* **GIVEN INFORMATION**
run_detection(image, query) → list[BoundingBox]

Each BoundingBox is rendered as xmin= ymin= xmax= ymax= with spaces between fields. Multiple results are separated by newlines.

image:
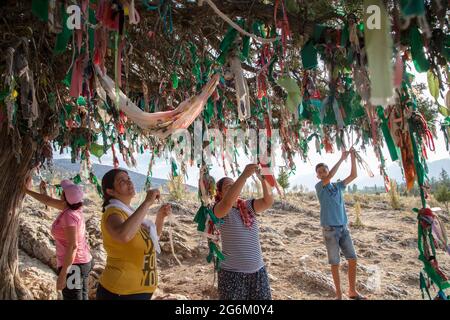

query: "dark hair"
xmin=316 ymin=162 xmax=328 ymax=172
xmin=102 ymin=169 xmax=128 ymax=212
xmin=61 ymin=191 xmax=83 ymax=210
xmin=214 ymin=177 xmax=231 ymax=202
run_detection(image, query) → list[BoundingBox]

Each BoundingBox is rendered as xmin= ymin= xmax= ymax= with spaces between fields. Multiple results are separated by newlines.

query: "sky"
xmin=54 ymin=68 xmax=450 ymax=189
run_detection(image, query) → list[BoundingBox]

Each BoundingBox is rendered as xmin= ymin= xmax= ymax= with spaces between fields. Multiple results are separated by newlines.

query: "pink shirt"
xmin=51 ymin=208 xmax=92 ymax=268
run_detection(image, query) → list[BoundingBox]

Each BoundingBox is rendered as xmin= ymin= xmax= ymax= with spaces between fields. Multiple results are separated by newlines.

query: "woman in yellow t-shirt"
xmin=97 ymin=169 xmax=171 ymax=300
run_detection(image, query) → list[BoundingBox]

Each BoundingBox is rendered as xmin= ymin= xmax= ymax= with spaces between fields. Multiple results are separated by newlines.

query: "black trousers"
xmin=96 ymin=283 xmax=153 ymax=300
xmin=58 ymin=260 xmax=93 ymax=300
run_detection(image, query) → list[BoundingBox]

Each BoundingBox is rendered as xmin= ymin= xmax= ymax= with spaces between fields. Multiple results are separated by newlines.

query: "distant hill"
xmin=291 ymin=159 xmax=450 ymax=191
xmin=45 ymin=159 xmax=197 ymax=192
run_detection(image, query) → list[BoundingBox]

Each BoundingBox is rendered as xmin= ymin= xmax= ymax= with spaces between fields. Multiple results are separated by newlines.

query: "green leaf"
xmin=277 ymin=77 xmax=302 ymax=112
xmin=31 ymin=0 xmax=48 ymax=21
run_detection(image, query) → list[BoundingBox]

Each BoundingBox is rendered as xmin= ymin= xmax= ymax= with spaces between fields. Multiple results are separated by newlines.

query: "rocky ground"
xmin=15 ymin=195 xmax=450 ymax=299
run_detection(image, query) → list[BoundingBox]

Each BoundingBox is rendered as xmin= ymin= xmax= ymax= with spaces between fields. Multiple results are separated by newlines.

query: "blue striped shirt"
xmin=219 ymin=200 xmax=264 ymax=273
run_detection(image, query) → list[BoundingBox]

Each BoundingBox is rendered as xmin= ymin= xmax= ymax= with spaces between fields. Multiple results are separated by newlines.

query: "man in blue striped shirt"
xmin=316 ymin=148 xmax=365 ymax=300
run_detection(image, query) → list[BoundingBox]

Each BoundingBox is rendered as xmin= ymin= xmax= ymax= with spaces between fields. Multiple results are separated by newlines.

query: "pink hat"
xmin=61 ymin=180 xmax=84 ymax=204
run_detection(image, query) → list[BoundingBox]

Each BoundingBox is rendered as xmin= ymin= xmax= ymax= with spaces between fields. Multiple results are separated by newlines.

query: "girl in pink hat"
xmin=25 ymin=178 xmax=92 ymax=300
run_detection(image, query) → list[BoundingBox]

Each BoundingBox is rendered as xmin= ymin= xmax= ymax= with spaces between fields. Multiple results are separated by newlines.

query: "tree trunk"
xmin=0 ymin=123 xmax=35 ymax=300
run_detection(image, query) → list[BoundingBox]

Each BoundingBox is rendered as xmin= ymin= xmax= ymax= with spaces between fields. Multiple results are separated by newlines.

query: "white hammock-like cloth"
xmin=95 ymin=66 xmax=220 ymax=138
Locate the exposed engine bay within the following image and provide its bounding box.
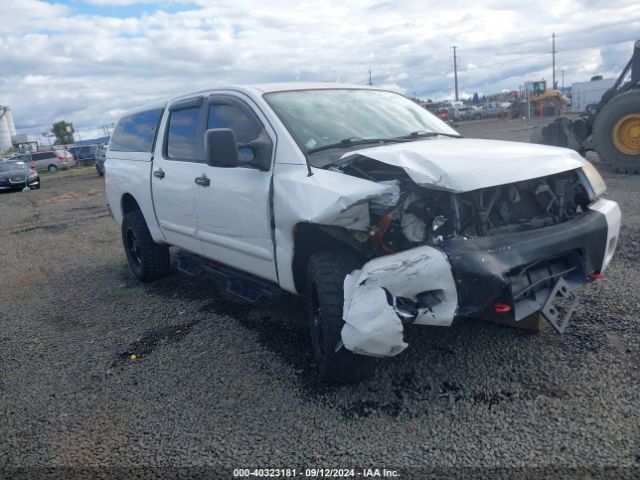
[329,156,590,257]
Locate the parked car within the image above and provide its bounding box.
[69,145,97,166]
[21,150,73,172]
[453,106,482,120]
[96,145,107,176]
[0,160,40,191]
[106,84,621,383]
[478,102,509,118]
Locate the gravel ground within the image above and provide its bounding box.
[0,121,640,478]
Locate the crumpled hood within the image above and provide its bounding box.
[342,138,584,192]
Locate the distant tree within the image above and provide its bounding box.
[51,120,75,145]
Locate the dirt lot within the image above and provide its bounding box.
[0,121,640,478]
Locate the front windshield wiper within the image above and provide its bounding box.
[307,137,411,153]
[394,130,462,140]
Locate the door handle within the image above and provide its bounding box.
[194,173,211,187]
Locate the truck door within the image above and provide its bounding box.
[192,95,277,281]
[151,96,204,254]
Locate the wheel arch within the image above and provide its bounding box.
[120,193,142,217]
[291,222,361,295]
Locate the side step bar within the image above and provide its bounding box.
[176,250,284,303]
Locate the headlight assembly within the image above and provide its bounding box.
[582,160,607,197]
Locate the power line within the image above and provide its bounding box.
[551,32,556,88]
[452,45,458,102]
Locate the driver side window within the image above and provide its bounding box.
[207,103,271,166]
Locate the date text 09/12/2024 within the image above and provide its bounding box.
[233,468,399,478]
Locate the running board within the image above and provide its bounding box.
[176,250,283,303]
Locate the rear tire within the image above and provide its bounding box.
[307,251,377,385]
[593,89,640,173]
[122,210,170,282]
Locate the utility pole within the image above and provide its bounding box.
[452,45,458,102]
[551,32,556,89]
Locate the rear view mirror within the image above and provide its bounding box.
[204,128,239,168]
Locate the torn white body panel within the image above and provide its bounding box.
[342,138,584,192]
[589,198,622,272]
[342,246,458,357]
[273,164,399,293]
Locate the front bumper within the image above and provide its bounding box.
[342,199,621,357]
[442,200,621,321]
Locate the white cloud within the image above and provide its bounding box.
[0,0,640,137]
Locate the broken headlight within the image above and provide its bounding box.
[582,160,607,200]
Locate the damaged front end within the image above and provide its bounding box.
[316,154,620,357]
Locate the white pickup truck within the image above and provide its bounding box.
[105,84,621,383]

* **PROMPT**
Please copy all of the material above word for word, leaving out the pictures.

* **RESPONSE TO THIS TASK**
run_detection(image, query) → list[BoundingBox]

Each BoundingBox is rendered as xmin= ymin= xmax= ymax= with spaces between fields. Multiple results are separated by newlines.

image:

query: "dark hair"
xmin=316 ymin=162 xmax=328 ymax=172
xmin=102 ymin=169 xmax=128 ymax=212
xmin=61 ymin=191 xmax=83 ymax=210
xmin=214 ymin=177 xmax=231 ymax=202
run_detection(image, query) → list[BoundingBox]

Each BoundingBox is rendered as xmin= ymin= xmax= ymax= with spaces between fields. Multiple results are separated by newlines.

query: "sky"
xmin=54 ymin=68 xmax=450 ymax=189
run_detection(image, query) → list[BoundingBox]

Each BoundingBox is rendered as xmin= ymin= xmax= ymax= with spaces between fields. Multiple results are separated by newlines.

query: "pink shirt"
xmin=51 ymin=208 xmax=92 ymax=268
run_detection(image, query) → list[BoundingBox]

Each BoundingBox is rendered as xmin= ymin= xmax= ymax= with spaces between fields. Multiple results are separated by newlines.

query: "woman in yellow t-shirt"
xmin=97 ymin=169 xmax=171 ymax=300
run_detection(image, query) → list[BoundingBox]

Each BoundingBox is rendered as xmin= ymin= xmax= ymax= with spaces between fields. Multiple results are separated by newlines.

query: "black trousers"
xmin=96 ymin=283 xmax=153 ymax=300
xmin=58 ymin=260 xmax=93 ymax=300
run_detection(image, query) → list[BoundingBox]

Each BoundingBox is rendered as xmin= ymin= xmax= ymax= with spaces between fields. Multiple results are separated by newlines.

query: "distant hill"
xmin=291 ymin=159 xmax=450 ymax=191
xmin=45 ymin=159 xmax=197 ymax=192
run_detection(image, query) → list[BoundingBox]

Each BoundingBox is rendered as xmin= ymin= xmax= ymax= with spaces between fields. Multiple results are separated by newlines.

query: "green leaf"
xmin=277 ymin=77 xmax=302 ymax=112
xmin=31 ymin=0 xmax=48 ymax=21
run_detection(image, query) → list[BoundingBox]

Each BoundingBox is rendered as xmin= ymin= xmax= ymax= with spaces between fields. Multiple results are separated by newlines.

query: "rocky ground"
xmin=15 ymin=195 xmax=450 ymax=299
run_detection(image, query) → list[BoundingBox]

Each BoundingBox is rendered as xmin= ymin= xmax= ymax= with spaces between fields. Multiple results are separated by newlines.

query: "blue striped shirt"
xmin=219 ymin=200 xmax=264 ymax=273
run_detection(image, query) → list[BoundingBox]

Each BoundingBox is rendered as xmin= ymin= xmax= ymax= with spaces between fields. Multiple results are separated by newlines.

query: "man in blue striped shirt"
xmin=316 ymin=148 xmax=365 ymax=300
run_detection(image, query) → list[BoundingBox]

Each BoundingBox is rendered as xmin= ymin= xmax= ymax= with spaces between fields. Multiple results are separated by newlines.

query: "pink hat"
xmin=61 ymin=180 xmax=84 ymax=204
run_detection(image, query) → list[BoundingBox]

Each BoundingBox is rendered as xmin= ymin= xmax= ymax= with spaces between fields. Multiple results are separated by newlines.

query: "girl in pink hat"
xmin=25 ymin=178 xmax=92 ymax=300
run_detection(image, query) → list[BoundingBox]

Each BoundingBox is rendered as xmin= ymin= xmax= ymax= with spaces between fields. Multiple results are separated by newlines.

query: "tree trunk"
xmin=0 ymin=123 xmax=35 ymax=300
run_detection(image, query) → list[BoundingBox]

Each BoundingBox is rendered as xmin= ymin= xmax= ymax= with spaces between fields. Multiple results are separated by newlines.

query: "white hammock-like cloth"
xmin=95 ymin=66 xmax=220 ymax=138
Locate the exposed engine bay within the following image and provide its bounding box.
[329,156,590,257]
Locate the parked car within the image above and provide its bounding box.
[69,145,97,166]
[21,150,73,172]
[453,106,482,120]
[96,145,107,176]
[0,160,40,191]
[106,84,621,383]
[478,102,509,118]
Locate the gravel ground within the image above and provide its bounding box.
[0,121,640,478]
Locate the crumpled hood within the image above and provide its bounding box.
[342,138,584,192]
Locate the distant tree within the image above and provide its bounding box.
[51,120,75,145]
Locate the dirt lot within the image above and provide its bounding box.
[0,121,640,478]
Locate the front windshield wiper within the image above and provide its bounding box.
[307,137,411,153]
[394,130,462,140]
Locate the door handle within the image above and provide its bounding box.
[194,173,211,187]
Locate the truck door within the image above and provide its bounding box.
[192,95,277,281]
[151,96,204,254]
Locate the wheel arch within the image above and provide its bounding box.
[120,193,142,217]
[291,222,361,295]
Locate the side step bar within the image above and provide its bounding box.
[176,250,284,303]
Locate the headlight assembly within the image above and provide its bounding box.
[582,160,607,197]
Locate the power line within the image above and provide its bounding box.
[551,32,556,88]
[452,45,458,102]
Locate the driver side window within the image above and provide its bounding box.
[207,103,271,166]
Locate the date text 09/12/2024 within the image above and provide its bounding box.
[233,468,399,478]
Locate the running board within the image above and provide its bounding box.
[176,250,283,303]
Locate the rear tire within the image above and provide its bounding box.
[307,251,377,385]
[593,89,640,173]
[122,210,170,282]
Locate the utility pole within the image above and provide its bounding box.
[452,45,458,102]
[551,32,556,89]
Locate the rear view mirror within the image above and provide its bounding box.
[204,128,239,168]
Locate the torn white body panel within the image above and provide its bounding box.
[342,138,584,192]
[589,198,622,272]
[342,246,458,357]
[273,164,399,293]
Locate the front bumper within the image above and provide its bounding box.
[342,199,621,357]
[442,200,621,321]
Locate the white cloud within the image above and provide its bounding box.
[0,0,640,137]
Locate the broken headlight within the image above and provide its bounding box.
[582,160,607,200]
Locate the damaged front end within the image above and provide its bounding box.
[316,154,620,357]
Locate the white pickup truck within the image above and provide its bounding box.
[105,84,621,383]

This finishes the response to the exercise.